Pick out and copy every line in the entries below that contains the word "concrete". Case counts, so include only lines where the word has the same capitalization.

## Collected data

========================================================================

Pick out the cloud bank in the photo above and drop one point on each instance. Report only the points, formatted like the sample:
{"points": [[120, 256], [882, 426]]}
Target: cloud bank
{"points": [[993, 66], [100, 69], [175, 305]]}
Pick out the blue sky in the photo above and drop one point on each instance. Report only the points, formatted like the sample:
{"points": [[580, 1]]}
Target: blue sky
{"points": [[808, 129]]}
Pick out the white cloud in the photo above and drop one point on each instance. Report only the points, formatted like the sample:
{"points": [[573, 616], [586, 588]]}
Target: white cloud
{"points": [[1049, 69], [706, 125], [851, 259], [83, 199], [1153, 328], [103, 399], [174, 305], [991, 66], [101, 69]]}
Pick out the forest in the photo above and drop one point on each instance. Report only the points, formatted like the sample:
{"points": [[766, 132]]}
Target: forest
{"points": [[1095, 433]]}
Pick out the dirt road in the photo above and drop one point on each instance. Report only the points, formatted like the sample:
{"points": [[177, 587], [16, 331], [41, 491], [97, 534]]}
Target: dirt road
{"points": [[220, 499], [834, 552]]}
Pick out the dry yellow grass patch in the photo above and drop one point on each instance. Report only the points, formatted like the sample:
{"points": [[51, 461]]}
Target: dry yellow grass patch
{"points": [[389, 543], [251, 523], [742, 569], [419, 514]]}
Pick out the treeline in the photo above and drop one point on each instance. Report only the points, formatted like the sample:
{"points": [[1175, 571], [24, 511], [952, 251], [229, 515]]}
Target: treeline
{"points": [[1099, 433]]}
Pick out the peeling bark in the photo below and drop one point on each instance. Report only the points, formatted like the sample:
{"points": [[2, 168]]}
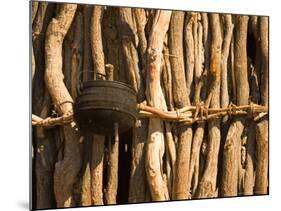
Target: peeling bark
{"points": [[67, 169], [232, 146], [155, 143], [208, 184]]}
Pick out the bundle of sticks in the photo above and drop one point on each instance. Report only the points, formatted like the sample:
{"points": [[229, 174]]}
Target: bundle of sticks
{"points": [[187, 115]]}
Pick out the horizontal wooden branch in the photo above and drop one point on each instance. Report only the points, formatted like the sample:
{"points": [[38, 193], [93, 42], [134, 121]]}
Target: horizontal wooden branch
{"points": [[187, 115]]}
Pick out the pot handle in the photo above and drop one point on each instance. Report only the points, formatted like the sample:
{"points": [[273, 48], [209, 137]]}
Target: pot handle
{"points": [[97, 76]]}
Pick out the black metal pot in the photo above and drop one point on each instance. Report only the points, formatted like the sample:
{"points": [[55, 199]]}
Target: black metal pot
{"points": [[103, 103]]}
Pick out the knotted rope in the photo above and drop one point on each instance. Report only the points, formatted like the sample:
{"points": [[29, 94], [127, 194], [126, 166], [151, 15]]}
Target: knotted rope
{"points": [[187, 115]]}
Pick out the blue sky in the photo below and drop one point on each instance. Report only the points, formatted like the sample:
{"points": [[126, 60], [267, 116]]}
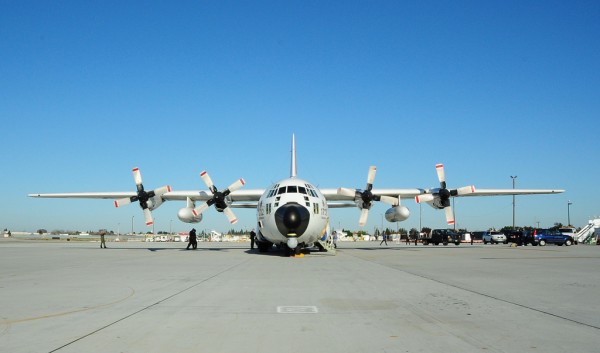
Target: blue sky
{"points": [[491, 89]]}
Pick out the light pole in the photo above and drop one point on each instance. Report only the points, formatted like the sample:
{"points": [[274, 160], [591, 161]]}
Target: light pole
{"points": [[454, 213], [513, 178], [420, 219]]}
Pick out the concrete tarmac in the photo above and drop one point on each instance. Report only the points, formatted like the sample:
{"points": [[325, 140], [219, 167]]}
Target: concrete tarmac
{"points": [[58, 296]]}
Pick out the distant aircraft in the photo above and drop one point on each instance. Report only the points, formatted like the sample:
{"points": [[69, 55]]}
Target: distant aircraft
{"points": [[292, 213]]}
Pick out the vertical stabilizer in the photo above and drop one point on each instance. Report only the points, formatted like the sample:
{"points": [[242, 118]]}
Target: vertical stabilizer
{"points": [[293, 167]]}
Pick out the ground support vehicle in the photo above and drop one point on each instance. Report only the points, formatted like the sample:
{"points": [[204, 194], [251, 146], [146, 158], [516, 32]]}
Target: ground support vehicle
{"points": [[443, 236], [551, 236]]}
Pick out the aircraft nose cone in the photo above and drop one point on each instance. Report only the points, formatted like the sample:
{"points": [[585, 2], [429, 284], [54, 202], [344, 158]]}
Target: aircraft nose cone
{"points": [[292, 218]]}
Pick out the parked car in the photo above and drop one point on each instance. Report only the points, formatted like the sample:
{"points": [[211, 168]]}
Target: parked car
{"points": [[570, 231], [520, 237], [554, 236], [444, 236], [494, 237]]}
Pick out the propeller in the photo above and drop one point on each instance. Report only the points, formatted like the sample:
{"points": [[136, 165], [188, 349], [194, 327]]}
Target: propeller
{"points": [[365, 198], [441, 197], [219, 198], [143, 196]]}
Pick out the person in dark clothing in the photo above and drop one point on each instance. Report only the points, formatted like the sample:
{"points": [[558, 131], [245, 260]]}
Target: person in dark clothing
{"points": [[192, 240], [102, 240], [384, 240], [252, 236]]}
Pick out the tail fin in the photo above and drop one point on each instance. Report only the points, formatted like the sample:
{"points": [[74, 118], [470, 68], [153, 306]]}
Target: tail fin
{"points": [[293, 166]]}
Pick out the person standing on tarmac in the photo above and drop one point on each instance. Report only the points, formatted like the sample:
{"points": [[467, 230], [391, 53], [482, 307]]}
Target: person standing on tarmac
{"points": [[102, 240], [384, 239], [252, 236], [192, 240]]}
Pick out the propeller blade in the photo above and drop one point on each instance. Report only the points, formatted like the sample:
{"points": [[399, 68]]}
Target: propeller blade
{"points": [[123, 202], [207, 180], [371, 175], [198, 210], [148, 217], [230, 215], [424, 198], [389, 200], [464, 190], [236, 185], [346, 192], [449, 215], [137, 176], [364, 214], [439, 168]]}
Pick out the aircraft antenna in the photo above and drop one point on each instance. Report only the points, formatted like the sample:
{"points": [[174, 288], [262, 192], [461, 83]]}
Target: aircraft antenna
{"points": [[293, 167]]}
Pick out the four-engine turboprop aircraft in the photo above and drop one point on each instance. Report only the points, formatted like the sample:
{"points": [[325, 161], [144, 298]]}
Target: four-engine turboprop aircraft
{"points": [[292, 213]]}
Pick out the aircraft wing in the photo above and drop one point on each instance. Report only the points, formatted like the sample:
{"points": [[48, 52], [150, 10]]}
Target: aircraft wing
{"points": [[500, 192], [332, 194], [338, 200], [195, 195]]}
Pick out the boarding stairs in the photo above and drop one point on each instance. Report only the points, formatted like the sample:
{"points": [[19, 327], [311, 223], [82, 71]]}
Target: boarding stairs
{"points": [[587, 234]]}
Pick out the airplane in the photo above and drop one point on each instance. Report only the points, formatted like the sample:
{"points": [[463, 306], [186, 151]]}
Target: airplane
{"points": [[292, 213]]}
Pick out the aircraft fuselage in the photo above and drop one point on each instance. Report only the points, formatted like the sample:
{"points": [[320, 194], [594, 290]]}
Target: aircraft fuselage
{"points": [[292, 212]]}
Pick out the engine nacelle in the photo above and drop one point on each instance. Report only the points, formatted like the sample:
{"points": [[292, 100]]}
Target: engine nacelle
{"points": [[154, 202], [186, 215], [397, 214]]}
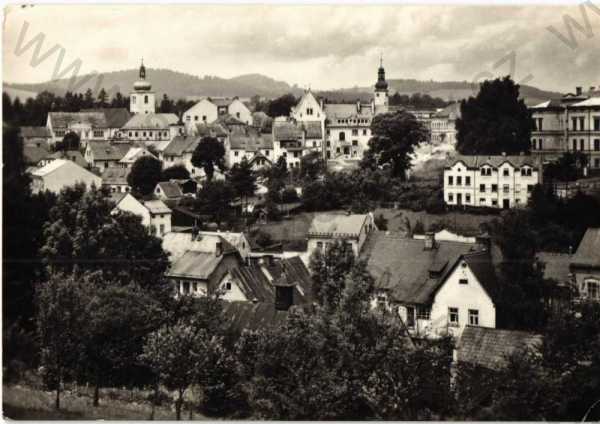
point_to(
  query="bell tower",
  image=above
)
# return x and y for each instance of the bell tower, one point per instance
(141, 99)
(380, 94)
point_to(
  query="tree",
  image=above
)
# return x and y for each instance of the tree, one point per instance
(395, 136)
(496, 121)
(328, 269)
(60, 323)
(145, 173)
(208, 154)
(83, 236)
(177, 355)
(175, 172)
(242, 179)
(214, 199)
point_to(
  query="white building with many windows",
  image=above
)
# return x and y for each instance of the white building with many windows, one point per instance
(492, 181)
(568, 124)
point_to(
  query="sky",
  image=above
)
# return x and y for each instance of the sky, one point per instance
(324, 47)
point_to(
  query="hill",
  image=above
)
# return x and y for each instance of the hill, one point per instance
(180, 85)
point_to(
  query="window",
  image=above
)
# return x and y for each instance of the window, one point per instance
(424, 312)
(453, 317)
(473, 317)
(410, 316)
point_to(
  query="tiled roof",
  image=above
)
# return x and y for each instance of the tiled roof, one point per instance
(556, 265)
(116, 175)
(134, 153)
(103, 150)
(588, 252)
(64, 119)
(115, 117)
(179, 243)
(251, 142)
(336, 225)
(491, 347)
(170, 189)
(180, 144)
(195, 264)
(286, 130)
(402, 265)
(475, 161)
(156, 206)
(33, 132)
(151, 121)
(347, 110)
(33, 154)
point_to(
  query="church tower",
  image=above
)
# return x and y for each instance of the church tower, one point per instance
(380, 95)
(141, 99)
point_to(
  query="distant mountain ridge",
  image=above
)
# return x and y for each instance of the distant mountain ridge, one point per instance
(181, 85)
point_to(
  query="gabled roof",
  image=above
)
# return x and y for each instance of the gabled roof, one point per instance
(115, 175)
(491, 347)
(104, 151)
(402, 265)
(34, 154)
(64, 119)
(135, 153)
(115, 117)
(160, 121)
(588, 252)
(476, 161)
(171, 190)
(336, 225)
(35, 132)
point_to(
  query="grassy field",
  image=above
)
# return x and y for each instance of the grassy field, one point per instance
(25, 403)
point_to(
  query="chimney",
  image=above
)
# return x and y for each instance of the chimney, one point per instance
(484, 242)
(429, 240)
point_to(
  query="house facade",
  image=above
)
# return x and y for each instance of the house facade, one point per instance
(326, 229)
(568, 124)
(156, 216)
(491, 181)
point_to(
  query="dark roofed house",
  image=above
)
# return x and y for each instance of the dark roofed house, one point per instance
(585, 265)
(438, 287)
(491, 347)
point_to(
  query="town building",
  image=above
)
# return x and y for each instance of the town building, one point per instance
(142, 99)
(491, 181)
(61, 173)
(437, 287)
(328, 228)
(585, 266)
(103, 154)
(114, 178)
(208, 110)
(568, 124)
(156, 216)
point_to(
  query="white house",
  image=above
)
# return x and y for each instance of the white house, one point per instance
(156, 216)
(437, 287)
(327, 228)
(492, 181)
(208, 110)
(62, 173)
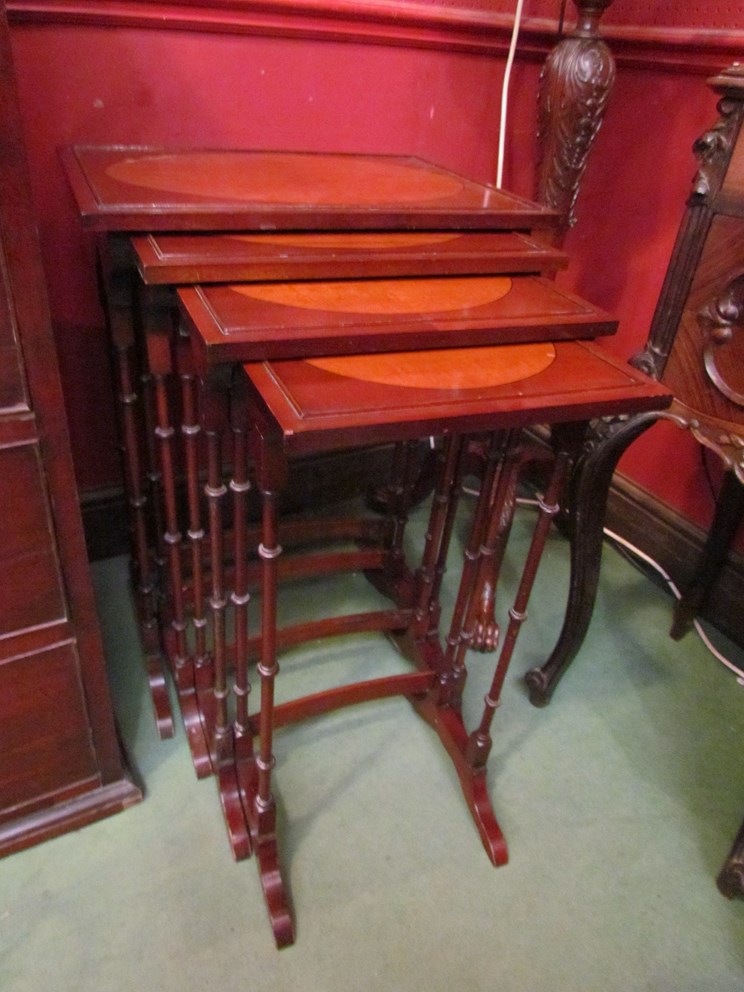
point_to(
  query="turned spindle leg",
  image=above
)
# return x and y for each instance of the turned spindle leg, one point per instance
(232, 806)
(480, 741)
(214, 400)
(490, 531)
(116, 291)
(262, 809)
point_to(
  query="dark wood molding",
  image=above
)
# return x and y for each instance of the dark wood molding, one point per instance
(676, 544)
(411, 24)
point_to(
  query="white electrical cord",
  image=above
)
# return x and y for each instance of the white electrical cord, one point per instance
(505, 93)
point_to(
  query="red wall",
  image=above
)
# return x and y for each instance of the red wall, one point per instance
(433, 91)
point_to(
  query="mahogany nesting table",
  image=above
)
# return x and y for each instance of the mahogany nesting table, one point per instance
(313, 290)
(298, 406)
(253, 204)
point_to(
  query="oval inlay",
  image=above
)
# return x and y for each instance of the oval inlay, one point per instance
(276, 177)
(450, 368)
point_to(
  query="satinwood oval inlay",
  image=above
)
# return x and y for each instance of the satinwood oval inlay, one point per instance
(447, 368)
(383, 296)
(275, 177)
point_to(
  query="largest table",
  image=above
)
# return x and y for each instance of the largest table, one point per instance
(281, 202)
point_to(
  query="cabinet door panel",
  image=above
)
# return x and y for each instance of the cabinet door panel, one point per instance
(45, 745)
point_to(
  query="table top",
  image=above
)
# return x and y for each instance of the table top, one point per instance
(185, 259)
(122, 188)
(321, 404)
(249, 321)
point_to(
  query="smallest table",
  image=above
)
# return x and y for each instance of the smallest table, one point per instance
(296, 407)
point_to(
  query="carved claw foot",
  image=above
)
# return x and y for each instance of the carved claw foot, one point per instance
(485, 636)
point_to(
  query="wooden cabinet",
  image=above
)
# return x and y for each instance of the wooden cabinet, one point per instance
(60, 765)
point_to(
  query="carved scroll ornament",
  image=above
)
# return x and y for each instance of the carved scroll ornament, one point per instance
(721, 320)
(575, 85)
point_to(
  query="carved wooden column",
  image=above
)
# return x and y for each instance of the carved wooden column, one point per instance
(575, 85)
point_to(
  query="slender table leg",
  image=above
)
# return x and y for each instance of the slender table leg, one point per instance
(162, 359)
(259, 801)
(441, 707)
(480, 741)
(490, 531)
(229, 785)
(117, 295)
(590, 484)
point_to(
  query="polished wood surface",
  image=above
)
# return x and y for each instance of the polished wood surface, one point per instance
(280, 320)
(317, 409)
(130, 188)
(60, 765)
(173, 259)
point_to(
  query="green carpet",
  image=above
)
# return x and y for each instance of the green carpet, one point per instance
(619, 802)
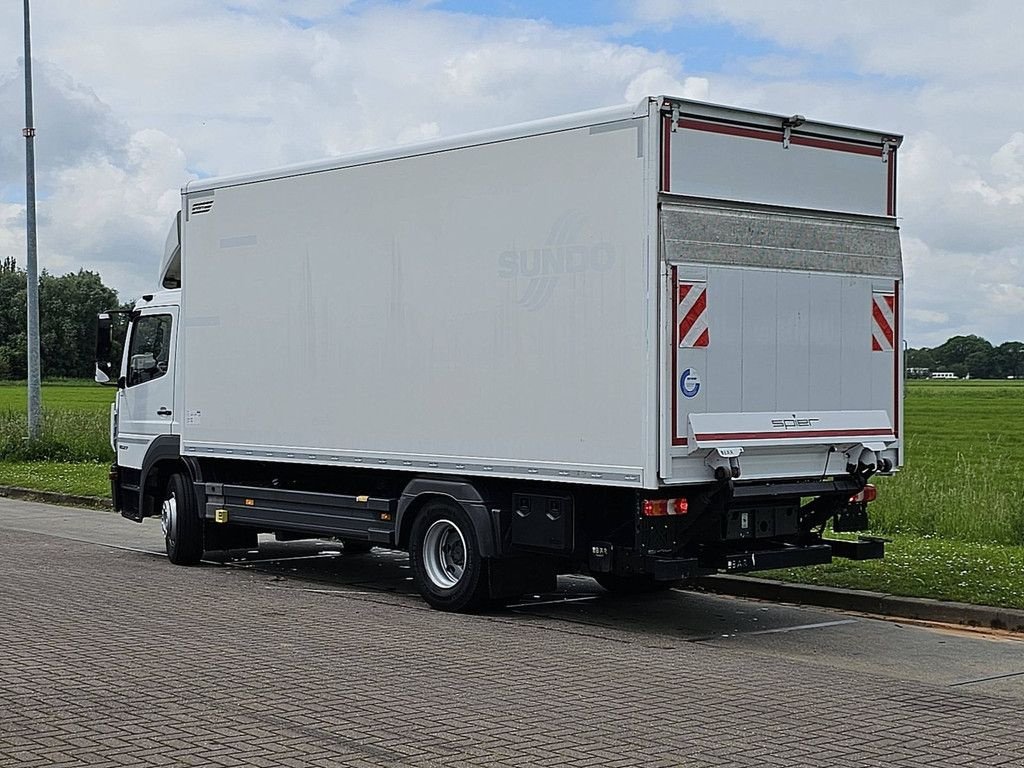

========================================================================

## FINAL RESULT
Pick out the concrete tarmac in the photo above and drop one point on each instance. Report only the points, formatted like the sample:
Target: concrete tarmac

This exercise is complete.